#### TEXT ####
Goblet of Fire: Page 191
The Fat Lady's sense of humor, Hogwarts password infrastructure, a deep dive on the dormitories, and all-talk no-action Ron.
Welcome back! Happy Monday morning, and the very best of weeks to you! This week, we’ve got a bit of an extended edition, and deep dives into a few pressing questions: how does everyone know the password? Are Hogwarts students in the same dormitory every year, or do they rotate? That, and more…enjoy!
If you’ve read the Harry Potter series, there’s a thing you’ve probably noticed: with each successive book, the reader gets a new introduction to the basic outline of the wizarding world, but each book, that recap gets shorter. So, for instance, in book two, you get something like “Harry Potter was a wizard, fresh from his first year at Hogwarts School of Witchcraft and Wizardry,” and a whole section about Hogwarts and Voldemort and all the important players, but in book three, while most of the same information comes through, it’s a lot more condensed and brief. By book four, you barely get any recap at all.
Page 191 of Goblet of Fire reminds me of that fact, because here’s how it starts:
“-which was concealed behind a large portrait of a fat lady in a pink silk dress.”
Obviously, they’re talking about the entrance to the Gryffindor Common Room; it’s the end of the welcoming feast, and the Gryffindors are going to bed. But why does Rowling feel like at this particular moment, we’ll have forgotten about the Fat Lady? Maybe it was just necessary for the flow of the writing, but I’m not wrong, am I, that it comes off a little bit awkward?
#### PROVIDED DATA ####
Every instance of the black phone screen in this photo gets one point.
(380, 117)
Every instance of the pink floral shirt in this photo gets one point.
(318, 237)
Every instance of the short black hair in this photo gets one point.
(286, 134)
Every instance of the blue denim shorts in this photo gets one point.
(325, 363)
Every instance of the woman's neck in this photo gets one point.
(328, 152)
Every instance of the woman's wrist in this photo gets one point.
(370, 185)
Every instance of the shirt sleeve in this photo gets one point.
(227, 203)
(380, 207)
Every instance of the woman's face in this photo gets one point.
####
■ **PROBLEMS TO WORK ON**:
- 1) Print the Goblet of Fire post word for word, beginning at the words "Page 191 of" and stopping after "little bit awkward?".
- 2) Which topics does the line directly beneath the title of the Goblet of Fire post list?

■ **CORRECT ANSWERS**:
- 1)
Page 191 of Goblet of Fire reminds me of that fact, because here’s how it starts:
“-which was concealed behind a large portrait of a fat lady in a pink silk dress.”
Obviously, they’re talking about the entrance to the Gryffindor Common Room; it’s the end of the welcoming feast, and the Gryffindors are going to bed. But why does Rowling feel like at this particular moment, we’ll have forgotten about the Fat Lady? Maybe it was just necessary for the flow of the writing, but I’m not wrong, am I, that it comes off a little bit awkward?

- 2)
- The Fat Lady's sense of humor
- Hogwarts password infrastructure
- A deep dive on the dormitories
- All-talk no-action Ron